Page.
--*--
So, just today I installed the 1986 version of the rotor: ECH EP768 (https://www.napaonline.com/en/p/ECHEP768) and it works perfectly. It fits snugly on the shaft, the screw is the right size, and most importantly the rotor sits level. The car runs great on startup and I will have to run it around a bit yet to see if I notice anything different.


----------



## Car guy (Mar 31, 2016)

<the Shop Manual for the car>

What does the back of the SM show as the Publication # in the lower right corner?
What does it show the Edition to be?
And the Printing date to be?

<The difference in them besides the shaft is that the electronic wave converter in them behave differently from each other as mine, the older style, has less LED sensors than the later style does.>

There were RSB-03, RSB-06 and RSB-07 optical modules? Some had 3 diode pairings and some had just 2. 

Congrats on finding the correct rotor. It looks similar to (or the same as) what went on the 22100-27M05 dizzies. 

Thanks for the update.


----------



## Sundermeyer (Sep 8, 2014)

Car guy said:


> <the Shop Manual for the car>
> 
> What does the back of the SM show as the Publication # in the lower right corner?
> What does it show the Edition to be?
> And the Printing date to be?


I bought the manual on eBay and so it was just a random thing about getting this particular version of the manual.

Edition: January 1986
Printing: January 1986 (01)
Publication No. SM7E-0B12U0

Printed in Japan


----------



## Car guy (Mar 31, 2016)

Okay, great; that was THE manual for the '87 year (all 3 engines i, S, and CD).


----------
--*--
Supplied information.
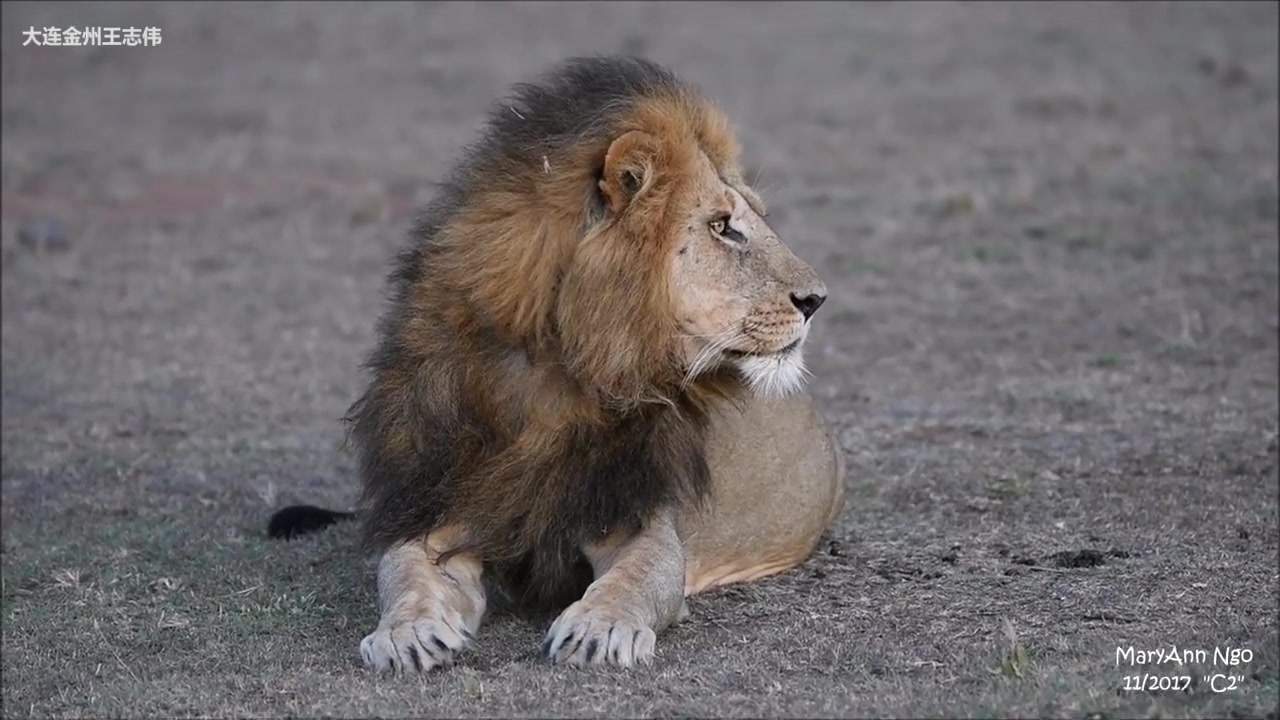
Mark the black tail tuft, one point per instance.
--*--
Task set.
1. Answer these questions about the rotor thread, one line each:
(a) What is the part number of the rotor that was installed?
(b) Which three optical modules does Car guy name?
(c) What Publication No. does Sundermeyer report for the manual?
2. List every optical module designation that appears in the rotor thread.

Answer set.
1.
(a) ECH EP768
(b) RSB-03, RSB-06 and RSB-07
(c) SM7E-0B12U0

2.
RSB-03
RSB-06
RSB-07